Friedrich Ani über seinen Krimi "Ermordung des Glücks"

Gibt es Trost, wenn ein Kind ermordet wird?

"Ich bin sehr katholisch sozialisiert worden und das hat Spuren hinterlassen", sagt Friedrich Ani. "Da gibt es auch beim Schreiben immer wieder Prägungen, die durchkommen". In seinem neuen Krimi "Ermordung des Glücks" stellt der Autor die Frage, wie kann Gott zulassen, dass ein Kind ermordet wird.

Jakob Franck - Laternenanzünder in der Nacht (dpa)
Jakob Franck - Laternenanzünder in der Nacht / ( dpa )

"Da sitzt niemand im Tabernakel und passt auf uns auf, oder was weiß ich, wo dieser Heiland angeblich haust", im Roman schreit der verzweifelte Onkel des 11-jährigen Lennard sein Unglück in den geschwärzten Himmel hinauf. Friedrich Ani stürzt die Familie des ermordeten Jungen in tiefe Lebens- und Glaubenszweifel. Er fragt, was oder wer kann den Menschen noch trösten, wenn Dir "ein Kind aus dem Herzen geschnitten wird?"

ÜBUNGSMATERIAL =>
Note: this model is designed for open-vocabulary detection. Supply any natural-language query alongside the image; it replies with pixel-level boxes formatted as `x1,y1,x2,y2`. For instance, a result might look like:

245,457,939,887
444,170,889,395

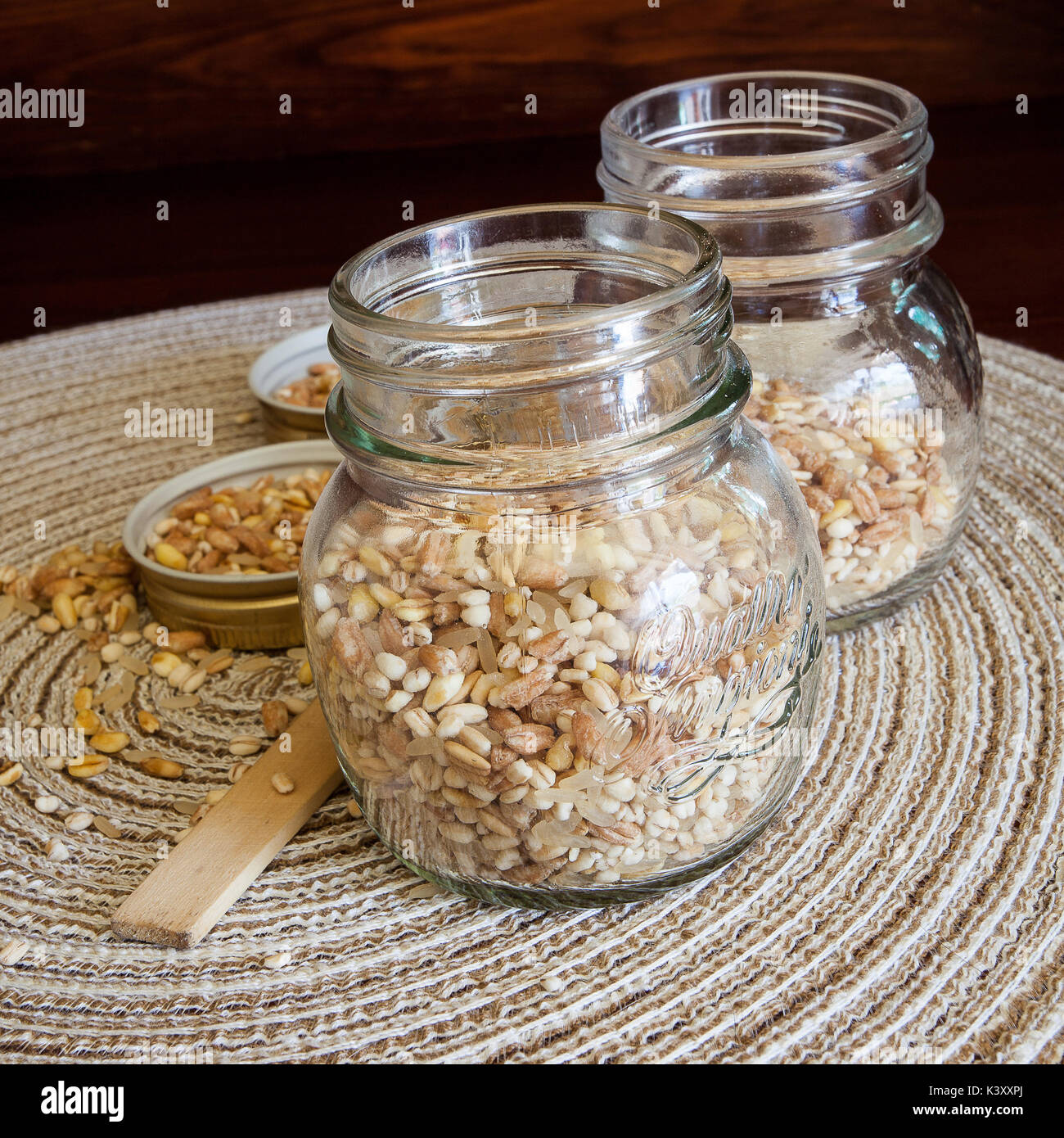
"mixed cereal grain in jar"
598,72,982,630
300,206,824,908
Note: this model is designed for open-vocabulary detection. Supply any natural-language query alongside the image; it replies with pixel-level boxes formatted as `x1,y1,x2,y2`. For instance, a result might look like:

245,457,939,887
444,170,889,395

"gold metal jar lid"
122,440,338,650
248,324,331,443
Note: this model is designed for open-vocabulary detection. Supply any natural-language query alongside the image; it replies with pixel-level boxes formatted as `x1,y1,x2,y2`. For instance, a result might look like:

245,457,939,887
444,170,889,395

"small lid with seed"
248,324,332,443
122,440,339,648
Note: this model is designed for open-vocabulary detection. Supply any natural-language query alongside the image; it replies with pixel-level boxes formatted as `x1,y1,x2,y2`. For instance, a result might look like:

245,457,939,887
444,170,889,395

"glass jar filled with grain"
300,205,824,908
598,72,982,630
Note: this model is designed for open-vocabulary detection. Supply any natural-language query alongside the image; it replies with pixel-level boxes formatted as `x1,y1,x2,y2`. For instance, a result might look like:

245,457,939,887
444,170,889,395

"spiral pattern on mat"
0,292,1064,1063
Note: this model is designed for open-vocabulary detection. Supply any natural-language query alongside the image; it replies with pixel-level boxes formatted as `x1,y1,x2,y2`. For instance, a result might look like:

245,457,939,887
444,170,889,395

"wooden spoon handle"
110,700,343,948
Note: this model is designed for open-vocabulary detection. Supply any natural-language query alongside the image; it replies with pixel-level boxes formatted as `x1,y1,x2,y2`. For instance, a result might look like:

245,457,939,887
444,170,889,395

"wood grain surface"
0,0,1064,173
0,0,1064,354
111,700,343,948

ARBEITSAUFTRAG 1 =>
Wie alt ist Lennard laut dem Quellenauszug über Friedrich Anis Krimi?
ARBEITSAUFTRAG 2 =>
Schreibe die gesamte Auflistung neu, ersetze darin jedes Vorkommen von "natural-language query" durch "free-text query" und lass alles andere unverändert. Die Bilder gehören nicht in deine Antwort.

LÖSUNG 1 =>
Lennard ist elf Jahre alt.

LÖSUNG 2 =>
Note: this model is designed for open-vocabulary detection. Supply any free-text query alongside the image; it replies with pixel-level boxes formatted as `x1,y1,x2,y2`. For instance, a result might look like:

245,457,939,887
444,170,889,395

"mixed cereal grain in jar"
598,72,982,630
300,206,824,908
Note: this model is designed for open-vocabulary detection. Supply any free-text query alongside the image; it replies with pixel-level boxes formatted as `x1,y1,x2,y2`. For instance, a result might look like:

245,457,939,887
444,170,889,395

"gold metal jar lid"
122,440,338,650
248,324,331,443
Note: this model is designed for open-vocabulary detection. Supply any free-text query alongside the image; it replies with pixel-level boxes formatted as `x1,y1,x2,y2`. For instance, a result might look like:

245,457,939,887
444,170,889,395

"small lid with seed"
248,324,332,443
122,440,339,648
Note: this model is designed for open-vocabulary detection. Supply any free-text query alongside the image; it replies with pixel-level boxes formatted as `x1,y1,x2,y2`. For instance, a result might look like:

245,457,939,887
444,170,889,395

"glass jar filled with grain"
300,205,824,908
598,72,982,630
Note: this model is designed for open-vocabulary detection. Supply any free-text query alongside the image; it replies with pixel-level boxes formatted as `x1,y1,x2,y2`. For instance, a result might look like:

245,457,939,887
444,170,889,395

"spiral pattern on mat"
0,292,1064,1063
Note: this model is designed for open-vocabulary detection. Supply any free-text query alongside the image; it replies with pixel-level boxes formatted as `x1,y1,x2,y2`. For instance, a result might look like:

245,457,939,887
444,170,889,395

"wooden spoon handle"
110,700,343,948
Note: this model is designed for open-vocabulary detection. Supply any free-text query alongside the image; it replies with pixel-level boxes formatted as `x1,y1,x2,y2`. For instance, a result might look like:

245,457,939,887
444,170,889,395

"wood grain surface"
0,0,1064,173
0,0,1064,354
111,700,343,948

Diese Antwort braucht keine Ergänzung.